[The problem] According to the review of A Fever Dream, when was the album released?

[Passage]

━━━━━━━━━━━━━━━━

After taking on topics like contemporary media, technology, politics, and world events on 2015's Get to Heaven, art-rockers Everything Everything continue in kind, addressing escalating instability on their fourth album, A Fever Dream.
Released in August 2017, it doesn't shy away from politics but doesn't name names, either, instead mixing the absurdity and anxiety of the Zeitgeist with themes of dreams and nightmares, and sleep and wakefulness.
On the musical side, songwriters Jonathan Higgs and Alex Robertshaw reported reconnecting with what got them excited about music early in their careers, whether it be experimenting with electronics or a more impulsive guitar sound.
The two worked together on every track here for the first time, and the results are confrontational right from the start with the striking dance-rock of "Night of the Long Knives." Lyrics like "There's a car overturned and it isn't stopping anytime soon" and the chorus' "It's a real big shame about your neighborhood" are accompanied by needling, staccato sixteenth notes that move between instruments, as well as driving drums, funky basslines, and sporadic siren-like synths.
Catchy and unsettling turn out to be unifying forces on the album.
Elsewhere, "Put Me Together" opens with restrained electronic drums, humming keys, and voice samples that sound as if played in reverse.
Melodic guitar and Higgs' spacy falsetto enter as the song steadily builds into a cacophonous mix of electronic noise, guitar, improvised drums, and the repeated wail "I've been sleeping," before it again cycles through relative quiet and swirling noise.
The more melancholy and ultimately dance-inducing title track goes through similar transformations ("The fear and the fury/Make me feel good").
Though the record includes improvised elements, the songs are a little more predictable, at least in terms of structure, than past albums.
They still rattle, croon, and rollick in off-kilter fashion, though, like a steampunk dystopia where everything, even an ostensible ballad, is danceable and has an electric guitar solo.
Altogether, A Fever Dream is confrontational, warped, emotionally and aurally high-contrast, and full of turmoil, but reliable in its infectiousness.

━━━━━━━━━━━━━━━━

Natural-language object grounding data
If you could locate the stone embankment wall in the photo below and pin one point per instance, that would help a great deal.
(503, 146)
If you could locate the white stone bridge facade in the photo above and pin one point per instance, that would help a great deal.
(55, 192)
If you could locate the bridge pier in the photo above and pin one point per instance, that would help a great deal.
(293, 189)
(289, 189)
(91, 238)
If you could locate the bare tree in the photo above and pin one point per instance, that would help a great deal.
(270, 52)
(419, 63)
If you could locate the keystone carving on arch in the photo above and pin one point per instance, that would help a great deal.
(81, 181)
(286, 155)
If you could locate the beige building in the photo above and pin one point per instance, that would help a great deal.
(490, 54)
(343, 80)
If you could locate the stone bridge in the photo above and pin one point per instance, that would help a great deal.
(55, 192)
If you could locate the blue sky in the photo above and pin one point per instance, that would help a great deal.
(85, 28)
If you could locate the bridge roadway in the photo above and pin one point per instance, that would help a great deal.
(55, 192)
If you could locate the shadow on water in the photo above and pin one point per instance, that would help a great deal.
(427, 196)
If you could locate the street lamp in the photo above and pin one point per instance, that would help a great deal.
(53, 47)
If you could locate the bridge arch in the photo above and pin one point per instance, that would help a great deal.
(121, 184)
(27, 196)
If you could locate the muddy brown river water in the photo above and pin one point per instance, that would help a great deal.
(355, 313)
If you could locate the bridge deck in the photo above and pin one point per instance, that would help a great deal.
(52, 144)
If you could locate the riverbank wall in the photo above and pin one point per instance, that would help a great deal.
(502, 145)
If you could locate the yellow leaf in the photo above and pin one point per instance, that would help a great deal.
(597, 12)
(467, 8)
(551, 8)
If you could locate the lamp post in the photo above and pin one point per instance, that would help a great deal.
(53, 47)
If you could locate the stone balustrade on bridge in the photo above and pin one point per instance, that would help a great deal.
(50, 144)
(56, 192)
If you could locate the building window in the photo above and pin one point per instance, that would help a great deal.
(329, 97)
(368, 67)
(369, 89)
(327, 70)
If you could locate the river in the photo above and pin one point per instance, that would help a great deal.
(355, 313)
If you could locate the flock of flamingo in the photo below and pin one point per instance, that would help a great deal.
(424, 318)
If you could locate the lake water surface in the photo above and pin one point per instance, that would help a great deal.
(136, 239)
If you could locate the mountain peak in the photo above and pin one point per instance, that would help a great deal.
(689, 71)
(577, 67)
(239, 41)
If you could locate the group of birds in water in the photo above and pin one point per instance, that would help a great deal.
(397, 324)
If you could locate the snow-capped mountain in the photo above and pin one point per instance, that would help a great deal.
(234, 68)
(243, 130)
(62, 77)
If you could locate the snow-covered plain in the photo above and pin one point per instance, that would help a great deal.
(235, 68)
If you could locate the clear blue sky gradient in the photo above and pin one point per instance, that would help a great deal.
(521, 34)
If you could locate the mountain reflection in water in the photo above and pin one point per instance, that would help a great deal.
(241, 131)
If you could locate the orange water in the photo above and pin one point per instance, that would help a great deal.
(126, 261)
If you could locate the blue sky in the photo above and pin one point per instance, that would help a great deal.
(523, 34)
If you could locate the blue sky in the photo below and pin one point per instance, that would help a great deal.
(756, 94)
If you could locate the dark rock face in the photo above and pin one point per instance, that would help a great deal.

━━━━━━━━━━━━━━━━

[Task result] August 2017